Reproduce the data below, changing every "door handle" to "door latch" and leaving all else untouched.

* DATA SECTION *
#####

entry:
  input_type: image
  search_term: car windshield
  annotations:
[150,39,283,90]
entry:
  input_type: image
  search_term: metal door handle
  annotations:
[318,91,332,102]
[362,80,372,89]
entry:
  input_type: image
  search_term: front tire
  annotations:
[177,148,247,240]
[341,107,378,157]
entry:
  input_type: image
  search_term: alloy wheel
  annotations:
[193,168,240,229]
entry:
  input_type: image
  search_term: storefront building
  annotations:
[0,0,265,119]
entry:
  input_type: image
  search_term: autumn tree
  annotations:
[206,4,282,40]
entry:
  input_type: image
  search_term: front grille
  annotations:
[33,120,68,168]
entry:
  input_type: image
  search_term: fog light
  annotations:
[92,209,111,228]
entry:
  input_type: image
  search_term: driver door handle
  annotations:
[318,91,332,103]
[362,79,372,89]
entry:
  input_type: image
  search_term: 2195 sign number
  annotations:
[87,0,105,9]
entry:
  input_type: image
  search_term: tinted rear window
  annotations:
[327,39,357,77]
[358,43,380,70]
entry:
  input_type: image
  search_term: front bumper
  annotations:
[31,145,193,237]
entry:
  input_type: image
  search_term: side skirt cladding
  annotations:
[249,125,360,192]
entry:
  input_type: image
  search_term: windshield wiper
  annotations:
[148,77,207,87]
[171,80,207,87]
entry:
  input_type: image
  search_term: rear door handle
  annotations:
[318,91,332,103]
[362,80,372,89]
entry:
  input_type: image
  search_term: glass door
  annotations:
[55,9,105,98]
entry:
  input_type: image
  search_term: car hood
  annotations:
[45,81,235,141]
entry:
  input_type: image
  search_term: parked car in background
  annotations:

#####

* THE ANSWER *
entry:
  input_type: image
  search_term: car windshield
  annotations:
[150,39,283,90]
entry:
  input_type: image
  search_term: metal door latch
  annotations:
[318,91,332,102]
[362,80,372,89]
entry:
  input_type: image
  search_term: front tire
  annotations:
[177,148,247,240]
[341,107,378,157]
entry:
  input_type: image
  search_term: alloy wheel
  annotations:
[193,168,240,229]
entry:
  input_type: image
  search_term: storefront building
  annotations:
[0,0,265,119]
entry:
  input_type: image
  search_term: autumn tree
  annotations:
[206,4,282,40]
entry:
  input_type: image
  search_term: front grille
  annotations:
[33,120,68,168]
entry:
  input_type: image
  search_term: fog light
  annotations:
[92,209,111,228]
entry:
  input_type: image
  search_term: driver door latch
  annotations:
[318,91,332,103]
[362,79,372,89]
entry:
  input_type: image
  search_term: 2195 sign number
  annotations:
[87,0,105,9]
entry:
  input_type: image
  search_term: tinted rear window
  annotations:
[327,39,357,77]
[358,43,380,70]
entry:
  input_type: image
  search_term: front bumper
  annotations:
[31,145,193,237]
entry:
  input_type: image
  search_term: side skirt cladding
  annotations:
[249,125,360,192]
entry:
  input_type: image
  search_term: windshield wiper
  annotations:
[148,77,207,87]
[171,80,207,87]
entry:
  input_type: image
  search_term: rear door latch
  annotations:
[318,91,332,103]
[362,80,372,89]
entry:
  input_type: image
  search_term: glass door
  annotations:
[55,9,105,98]
entry:
  input_type: image
  search_term: car hood
  annotations:
[45,81,235,141]
entry:
  input_type: image
  search_term: parked car in background
  annotations:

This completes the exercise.